→ **WHAT IS ASKED**
Retype the stretch of the records from the line containing "Description of what to find: spectator" through the line containing "[256,102,353,110]", keeping each line unchanged.

Stored items from a collection:
※

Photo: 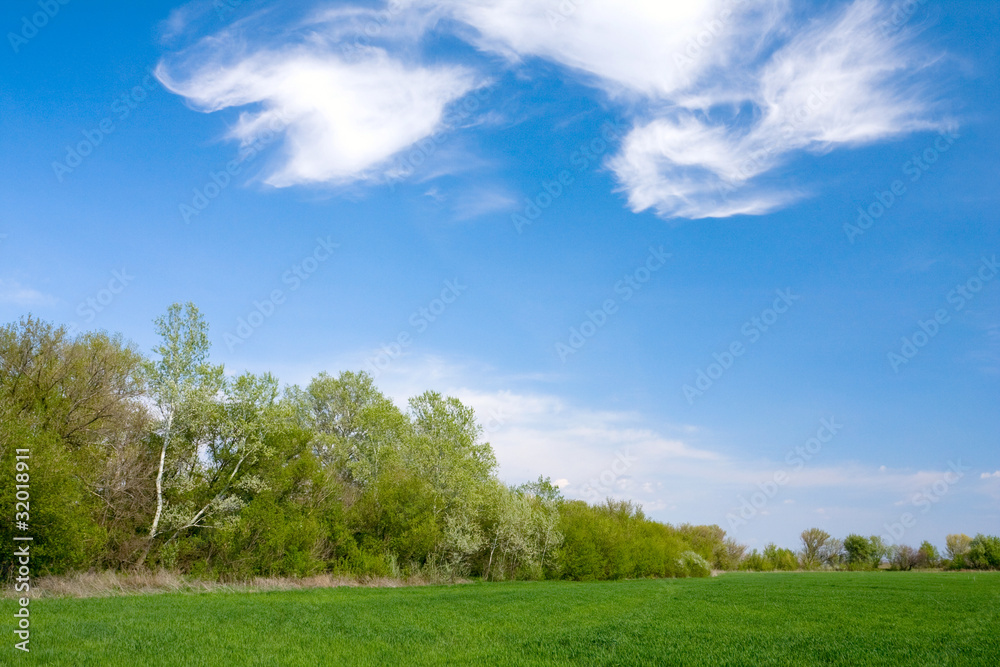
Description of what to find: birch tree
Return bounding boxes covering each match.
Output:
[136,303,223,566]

※

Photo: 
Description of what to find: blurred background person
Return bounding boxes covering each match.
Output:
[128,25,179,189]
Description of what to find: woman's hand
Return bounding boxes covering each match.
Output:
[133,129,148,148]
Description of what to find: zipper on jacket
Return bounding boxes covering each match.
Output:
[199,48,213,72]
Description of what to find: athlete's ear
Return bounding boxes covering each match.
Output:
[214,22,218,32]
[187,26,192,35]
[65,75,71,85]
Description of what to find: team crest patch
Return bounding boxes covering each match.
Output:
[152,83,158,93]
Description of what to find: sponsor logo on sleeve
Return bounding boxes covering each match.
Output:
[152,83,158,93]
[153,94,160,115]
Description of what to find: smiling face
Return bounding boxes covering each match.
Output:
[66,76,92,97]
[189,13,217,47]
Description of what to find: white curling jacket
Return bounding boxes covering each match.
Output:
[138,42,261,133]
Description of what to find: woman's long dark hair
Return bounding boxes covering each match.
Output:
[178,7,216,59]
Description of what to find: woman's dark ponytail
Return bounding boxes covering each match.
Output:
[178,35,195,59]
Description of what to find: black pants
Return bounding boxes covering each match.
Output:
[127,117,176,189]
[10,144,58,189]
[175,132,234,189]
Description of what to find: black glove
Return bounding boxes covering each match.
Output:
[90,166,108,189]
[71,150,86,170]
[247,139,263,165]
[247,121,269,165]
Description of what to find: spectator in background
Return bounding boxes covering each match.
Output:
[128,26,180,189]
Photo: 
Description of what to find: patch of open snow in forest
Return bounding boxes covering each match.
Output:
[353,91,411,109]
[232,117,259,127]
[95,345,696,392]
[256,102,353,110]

※

→ **EXERCISE RESPONSE**
Description of what to find: spectator in background
Return bounding boxes covering each match.
Output:
[128,26,180,189]
Photo: 
Description of what to find: patch of open snow in forest
Return bounding boxes covering each match.
Output:
[353,91,411,109]
[232,117,259,127]
[95,345,696,392]
[256,102,353,110]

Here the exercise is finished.